→ **Source material**
· · · · · · ·
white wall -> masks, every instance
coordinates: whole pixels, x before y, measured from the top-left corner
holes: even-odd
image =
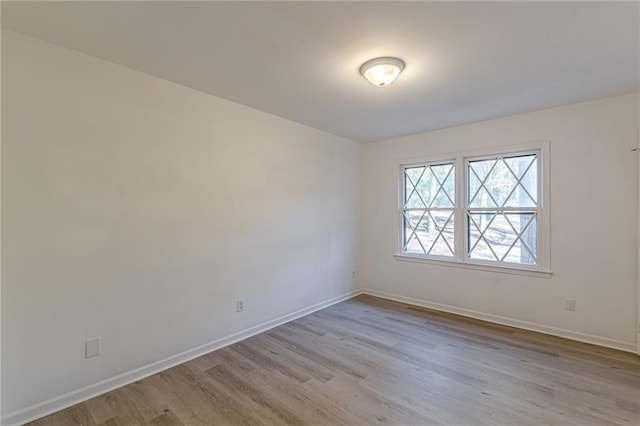
[[[634,350],[637,131],[629,94],[364,145],[359,285]],[[551,145],[552,278],[394,260],[398,161],[537,140]]]
[[[2,7],[0,7],[0,22],[2,22]],[[0,34],[1,37],[1,34]],[[2,43],[0,40],[0,57],[2,54]],[[0,60],[0,76],[2,75],[2,64]],[[2,94],[2,82],[0,78],[0,98]],[[2,117],[2,102],[0,102],[0,117]],[[2,423],[2,120],[0,120],[0,423]]]
[[[5,415],[353,290],[354,142],[11,32],[2,88]]]
[[[638,98],[638,102],[640,103],[640,97]],[[636,119],[637,122],[640,123],[640,108],[636,111],[638,113]],[[640,155],[640,125],[638,126],[638,131],[636,133],[636,155]],[[638,191],[640,191],[640,167],[638,168]],[[636,352],[640,355],[640,192],[638,193],[638,259],[637,259],[637,326],[636,326]]]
· · · · · · ·
→ **Aim of the task**
The copy must match the listing above exactly but contain no pictures.

→ **Reply**
white wall -> masks, every instance
coordinates: whole pixels, x before y, measured from the top-left corner
holes: even-odd
image =
[[[634,350],[637,131],[629,94],[364,145],[359,285]],[[551,145],[552,278],[394,260],[398,161],[537,140]]]
[[[2,7],[0,7],[0,22],[2,22]],[[0,34],[1,37],[1,34]],[[2,43],[0,40],[0,57],[2,54]],[[0,60],[0,76],[2,75],[2,64]],[[2,94],[2,82],[0,78],[0,98]],[[2,117],[2,102],[0,102],[0,117]],[[2,423],[2,120],[0,120],[0,423]]]
[[[5,415],[353,290],[354,142],[11,32],[2,88]]]
[[[638,98],[638,102],[640,103],[640,97]],[[636,119],[637,122],[640,123],[640,108],[636,111],[638,113]],[[640,155],[640,125],[638,126],[638,131],[636,133],[636,155]],[[638,191],[640,191],[640,167],[638,168]],[[636,352],[640,355],[640,192],[638,193],[638,259],[637,259],[637,326],[636,326]]]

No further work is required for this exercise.